EXERCISE INSTRUCTIONS:
a - Answer each question from the ballet-score review:
(i) What tone did the musical world embrace in the 1920s?
(ii) Which member of Les Six took no part in the joint score?
(iii) Until what year were the score and parts mislaid?
b - Does each statement agree with the ballet-score review?
(i) Milhaud wrote a substitute piece in 1971.
(ii) Honegger wrote the scenario.
(iii) The substitute movement blends smoothly with the rest of the score.
c - Carry the ballet-score review forward from its last sentence.

The Naughty Nineties, the Swinging Sixties—journalists delight in docketing decades with alliterative adjectives. They might have called the Bright Young Things era (how long ago that sounds!) the Teasing Twenties, when it was de rigueur to try to be outrageous and 'amusing': in the musical world, this took the form of reacting against romantic and highflown ideals and embracing the proletarian tone of the circus and fairground. The passing of time has softened the impact of this iconoclasm (not least in view of the far greater musical outrages committed since), and the impression left, certainly by this pair of Parisian ballet scores of the 1920s, is merely of agreeable light-hearted music by highly professional, if rarely inspired, craftsmen.

The earlier of the two, Les maries de la Tour Eiffel, was a joint effort by all of Les Six except Durey (who had already seceded to become an ardent Communist) for a Swedish Ballet production in 1921 to a jokey surrealist scenario by Cocteau. The score and parts were mislaid until 1956, and even then one movement by Milhaud had been irretrievably lost: he was eventually persuaded to write a substitute piece (for the fat boy pelting the wedding-guests with ping-pong balls) in 1971, with the result that stylistically this sticks out awkwardly from the rest of the score. (The inclusion of this movement justifies the claim of ''first recording'', since it was missing from the performance conducted by Milhaud on Ades 15501-not submitted for review). But there is much gaiety in the work as a whole, particularly in Auric's jolly jiggy Ritournelles and Milhaud's comedy wedding march, which is later quoted by Honegger (who also slips in a slowed-down version of the Faust waltz) in his funeral march for the boring old General who gets eaten by the lion which jumps out of the photographer's camera. (I did say the plot was surrealist.)

AVAILABLE DATA:
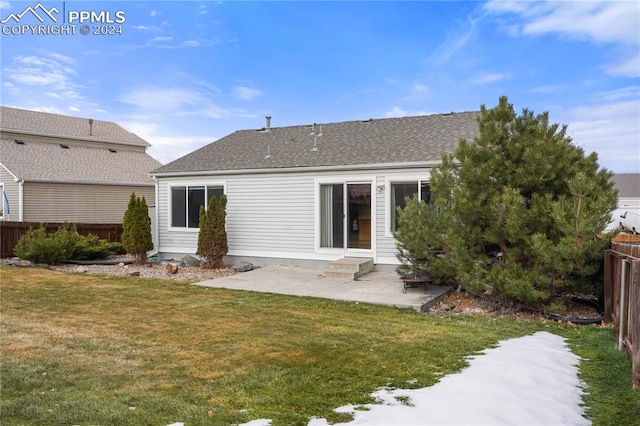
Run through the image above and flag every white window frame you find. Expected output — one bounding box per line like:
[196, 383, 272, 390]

RESULTS OF THE TASKS:
a -
(i) The proletarian tone of the circus and fairground.
(ii) Durey.
(iii) 1956.

b -
(i) Yes: "he was eventually persuaded to write a substitute piece (for the fat boy pelting the wedding-guests with ping-pong balls) in 1971"
(ii) No: "to a jokey surrealist scenario by Cocteau"
(iii) No: "stylistically this sticks out awkwardly from the rest of the score"

c -
The Jeanne in the other work's title was the wealthy Jeanne Dubost, who, besides being a fashionable hostess and art patroness, ran a children's ballet school. In 1927 she asked ten of her musician friends each to contribute a dance for her pupils, presenting each with a leaf from her fan. The initial private performance of the whole was so successful that the work was repeated two years later at the Opera (with the ten-year-old Toumanova making her debut in it). A more serious ballet musically than the other on this record (except for Milhaud's wrong-note polka), most of the movements were in traditional dance forms: the orchestration ranged from chamber proportions in the Ferroud Marche to the swollen in Schmitt's Kermesse-Valse (how this was shoe-horned into Mme Dubost's salon is a mystery). Poulenc's Pastourelle is the only item in it to be well known; Ravel's miniature Fanfare is delightful; and Ibert's Valse cheekily quotes Ravel's Valses nobles et sentimentales; but the ballet suite as a whole is far from being 'children's music'—indeed, Roussel's Sarabande, with its dissonant polytonal counterpoint, strikes an unexpectedly sombre note.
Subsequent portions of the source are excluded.